WHAT YOU WILL DO |
(a) In the passage on the Democratic Party, rewrite the part that begins at "I will vote" and ends after "in our candidates?", replacing "candor" with "honesty".
(b) Answer these questions about the passage on the Democratic Party:
(i) In what city will the 2008 Democratic Convention be held?
(ii) What does the writer relentlessly encourage?
(iii) In which fall does the writer want legislation and action?

I don't want a snow job of predictable rhetoric from Barack or Hillary or Edwards or Barbara or Ron. That's not acceptable; that's too par for the course. I know that if we are going to accomplish what we need to accomplish going forward that it will take every last one of us taking responsibility and rising to the occasion. Like so many Democrats and all of you reading this today, I am willing to do my part, to be pragmatic, and to bring as many others along as I possibly can. In that regard, I feel that I've done alright so far.
However, let me be real. Without a doubt, there will be rousing speeches at the Democratic Convention in Denver in 2008. In my view, that's too late. The time for a "Come to Jesus" moment within the Democratic Party is now. Will Steny and Rahm run the show, or will somebody finally put their foot down and have some courage and call them out? Will someone make a clarion call for justice within our party in such a way that it results in legislation and action this fall, the fall of 2007? Will we put bills that give this nation the change we are hungry for, the change we promised last election, on the President's desk?
I will vote for the Democratic nominee, of course. I will do so not simply because there is no alternative, but also because I am proud of the values of our party and what we stand for. But let me get personal once again. On my journey in politics I've changed and grown. I'm not afraid or ashamed to admit that I've made mistakes and learned things. I've deepened my understanding of how things really work in this country. (Hence my relentless encouragement of local blogging and grassroots activism.) I will continue to do so. Where can you find that candor in our candidates?

MATERIAL SUPPLIED |
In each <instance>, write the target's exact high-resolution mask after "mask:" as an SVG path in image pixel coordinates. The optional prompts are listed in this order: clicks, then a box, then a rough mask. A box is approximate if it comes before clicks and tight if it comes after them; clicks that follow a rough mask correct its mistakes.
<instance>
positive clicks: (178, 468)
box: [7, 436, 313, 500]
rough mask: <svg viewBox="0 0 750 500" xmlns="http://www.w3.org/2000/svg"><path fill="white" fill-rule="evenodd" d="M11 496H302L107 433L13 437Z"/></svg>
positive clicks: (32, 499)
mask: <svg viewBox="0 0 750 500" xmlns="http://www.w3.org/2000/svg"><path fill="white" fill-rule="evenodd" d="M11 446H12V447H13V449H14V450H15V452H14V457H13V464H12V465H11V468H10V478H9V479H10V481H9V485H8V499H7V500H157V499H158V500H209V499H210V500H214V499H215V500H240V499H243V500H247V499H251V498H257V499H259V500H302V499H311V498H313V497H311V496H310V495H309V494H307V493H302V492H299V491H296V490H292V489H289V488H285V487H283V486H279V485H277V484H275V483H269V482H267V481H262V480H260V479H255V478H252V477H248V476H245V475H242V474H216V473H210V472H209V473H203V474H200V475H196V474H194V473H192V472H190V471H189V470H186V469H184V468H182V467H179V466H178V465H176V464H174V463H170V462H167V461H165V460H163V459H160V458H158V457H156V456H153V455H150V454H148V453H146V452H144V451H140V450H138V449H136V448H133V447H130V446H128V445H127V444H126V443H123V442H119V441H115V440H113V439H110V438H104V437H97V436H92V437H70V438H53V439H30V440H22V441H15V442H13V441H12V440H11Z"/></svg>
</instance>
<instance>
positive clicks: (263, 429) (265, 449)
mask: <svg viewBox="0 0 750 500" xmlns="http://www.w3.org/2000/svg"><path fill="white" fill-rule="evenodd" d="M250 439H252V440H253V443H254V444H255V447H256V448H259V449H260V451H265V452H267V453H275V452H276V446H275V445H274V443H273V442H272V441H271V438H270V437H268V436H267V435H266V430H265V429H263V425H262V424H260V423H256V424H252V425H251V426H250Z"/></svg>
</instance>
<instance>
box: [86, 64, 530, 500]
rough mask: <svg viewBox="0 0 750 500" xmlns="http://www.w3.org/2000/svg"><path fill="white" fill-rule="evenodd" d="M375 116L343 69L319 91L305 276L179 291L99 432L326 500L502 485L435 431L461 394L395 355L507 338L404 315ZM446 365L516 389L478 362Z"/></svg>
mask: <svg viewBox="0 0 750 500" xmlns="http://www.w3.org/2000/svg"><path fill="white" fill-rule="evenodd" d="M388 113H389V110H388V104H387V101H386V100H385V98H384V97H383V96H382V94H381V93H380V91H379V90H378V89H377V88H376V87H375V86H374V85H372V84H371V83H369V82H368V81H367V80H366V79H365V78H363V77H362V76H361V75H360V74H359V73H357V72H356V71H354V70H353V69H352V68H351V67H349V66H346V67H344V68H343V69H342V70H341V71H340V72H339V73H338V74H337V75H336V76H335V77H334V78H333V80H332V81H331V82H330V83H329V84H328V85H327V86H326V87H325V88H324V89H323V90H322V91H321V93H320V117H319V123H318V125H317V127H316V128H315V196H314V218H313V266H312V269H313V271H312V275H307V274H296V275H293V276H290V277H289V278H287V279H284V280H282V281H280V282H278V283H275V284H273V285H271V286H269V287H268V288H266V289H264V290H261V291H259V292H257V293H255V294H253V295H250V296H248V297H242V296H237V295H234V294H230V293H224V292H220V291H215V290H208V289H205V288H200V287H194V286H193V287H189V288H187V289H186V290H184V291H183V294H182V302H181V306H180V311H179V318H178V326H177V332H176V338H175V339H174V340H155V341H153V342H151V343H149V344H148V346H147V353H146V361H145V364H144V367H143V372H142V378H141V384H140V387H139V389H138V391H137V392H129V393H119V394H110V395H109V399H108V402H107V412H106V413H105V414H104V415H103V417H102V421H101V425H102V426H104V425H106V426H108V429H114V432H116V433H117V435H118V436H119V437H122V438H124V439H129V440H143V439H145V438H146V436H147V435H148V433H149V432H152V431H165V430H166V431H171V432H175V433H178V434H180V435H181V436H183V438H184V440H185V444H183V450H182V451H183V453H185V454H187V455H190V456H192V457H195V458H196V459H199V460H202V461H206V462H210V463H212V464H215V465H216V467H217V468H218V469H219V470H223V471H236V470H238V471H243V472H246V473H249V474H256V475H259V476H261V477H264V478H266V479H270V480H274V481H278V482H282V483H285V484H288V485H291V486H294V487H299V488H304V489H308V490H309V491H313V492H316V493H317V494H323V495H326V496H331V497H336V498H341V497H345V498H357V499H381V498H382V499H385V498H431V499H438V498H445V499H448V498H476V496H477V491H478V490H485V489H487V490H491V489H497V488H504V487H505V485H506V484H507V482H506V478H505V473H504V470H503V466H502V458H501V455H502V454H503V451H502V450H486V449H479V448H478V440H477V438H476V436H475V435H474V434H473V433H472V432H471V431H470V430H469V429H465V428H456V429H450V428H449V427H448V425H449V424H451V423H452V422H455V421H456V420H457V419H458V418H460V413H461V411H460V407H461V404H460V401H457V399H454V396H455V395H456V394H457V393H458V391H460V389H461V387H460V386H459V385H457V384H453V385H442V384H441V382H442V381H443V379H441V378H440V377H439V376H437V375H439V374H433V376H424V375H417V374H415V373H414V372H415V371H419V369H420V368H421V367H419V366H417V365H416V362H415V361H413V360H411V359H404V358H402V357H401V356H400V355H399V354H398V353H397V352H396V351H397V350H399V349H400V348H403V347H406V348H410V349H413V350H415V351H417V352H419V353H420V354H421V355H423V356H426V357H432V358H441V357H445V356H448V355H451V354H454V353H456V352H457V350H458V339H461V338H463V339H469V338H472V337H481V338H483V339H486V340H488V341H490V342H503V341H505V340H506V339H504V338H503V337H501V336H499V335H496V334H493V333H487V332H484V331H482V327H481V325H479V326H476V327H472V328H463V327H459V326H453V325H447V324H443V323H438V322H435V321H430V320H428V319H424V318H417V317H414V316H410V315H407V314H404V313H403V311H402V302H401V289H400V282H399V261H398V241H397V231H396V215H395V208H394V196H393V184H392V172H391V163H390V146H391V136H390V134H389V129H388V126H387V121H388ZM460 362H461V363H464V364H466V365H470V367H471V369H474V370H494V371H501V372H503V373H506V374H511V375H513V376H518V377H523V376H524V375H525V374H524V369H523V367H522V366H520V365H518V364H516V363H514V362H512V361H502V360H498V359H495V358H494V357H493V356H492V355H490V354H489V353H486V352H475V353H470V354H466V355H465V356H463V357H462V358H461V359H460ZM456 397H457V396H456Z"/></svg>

OUTPUTS BY TASK |
(a)
I will vote for the Democratic nominee, of course. I will do so not simply because there is no alternative, but also because I am proud of the values of our party and what we stand for. But let me get personal once again. On my journey in politics I've changed and grown. I'm not afraid or ashamed to admit that I've made mistakes and learned things. I've deepened my understanding of how things really work in this country. (Hence my relentless encouragement of local blogging and grassroots activism.) I will continue to do so. Where can you find that honesty in our candidates?

(b)
(i) Denver
(ii) Local blogging and grassroots activism
(iii) The fall of 2007